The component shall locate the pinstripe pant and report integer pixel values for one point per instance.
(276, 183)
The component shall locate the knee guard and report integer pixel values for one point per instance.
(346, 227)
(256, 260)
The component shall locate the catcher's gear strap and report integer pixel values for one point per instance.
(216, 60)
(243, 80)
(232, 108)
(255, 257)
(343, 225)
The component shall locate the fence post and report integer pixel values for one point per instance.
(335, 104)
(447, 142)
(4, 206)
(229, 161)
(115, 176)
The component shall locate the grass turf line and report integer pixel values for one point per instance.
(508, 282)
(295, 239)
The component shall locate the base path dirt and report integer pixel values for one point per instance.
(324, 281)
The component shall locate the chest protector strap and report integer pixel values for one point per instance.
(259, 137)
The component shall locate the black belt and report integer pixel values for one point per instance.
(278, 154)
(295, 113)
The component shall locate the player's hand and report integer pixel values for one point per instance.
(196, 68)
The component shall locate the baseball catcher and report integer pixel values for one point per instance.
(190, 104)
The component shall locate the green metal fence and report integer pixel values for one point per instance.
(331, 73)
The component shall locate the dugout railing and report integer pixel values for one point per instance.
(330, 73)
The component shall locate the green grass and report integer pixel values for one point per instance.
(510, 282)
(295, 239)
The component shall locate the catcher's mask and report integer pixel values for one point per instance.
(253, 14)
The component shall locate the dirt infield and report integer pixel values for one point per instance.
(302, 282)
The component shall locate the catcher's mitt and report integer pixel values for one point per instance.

...

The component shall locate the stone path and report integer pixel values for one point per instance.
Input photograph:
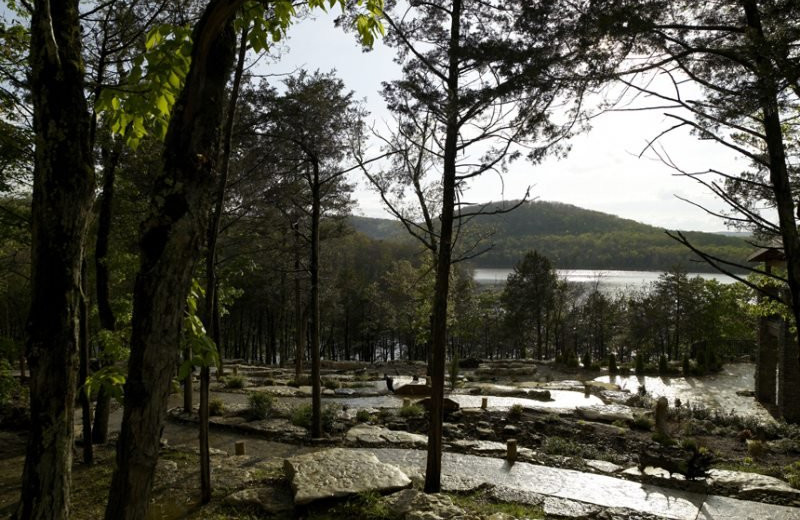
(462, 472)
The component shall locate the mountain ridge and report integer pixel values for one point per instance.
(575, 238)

==

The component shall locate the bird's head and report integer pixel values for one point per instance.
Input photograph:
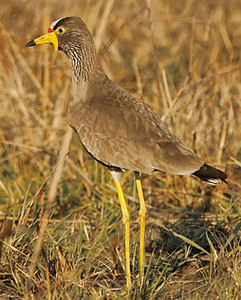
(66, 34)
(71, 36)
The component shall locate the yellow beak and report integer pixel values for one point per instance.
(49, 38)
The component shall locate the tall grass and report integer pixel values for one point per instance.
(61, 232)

■ What you should do: Pull out each line above that contains the string "strap". Case counts.

■ Worked answer:
The component shall locate the catcher's gear strap and report integer pixel values for one point per instance.
The component shall locate the chest protector strap and report integer pixel values for one point per instance.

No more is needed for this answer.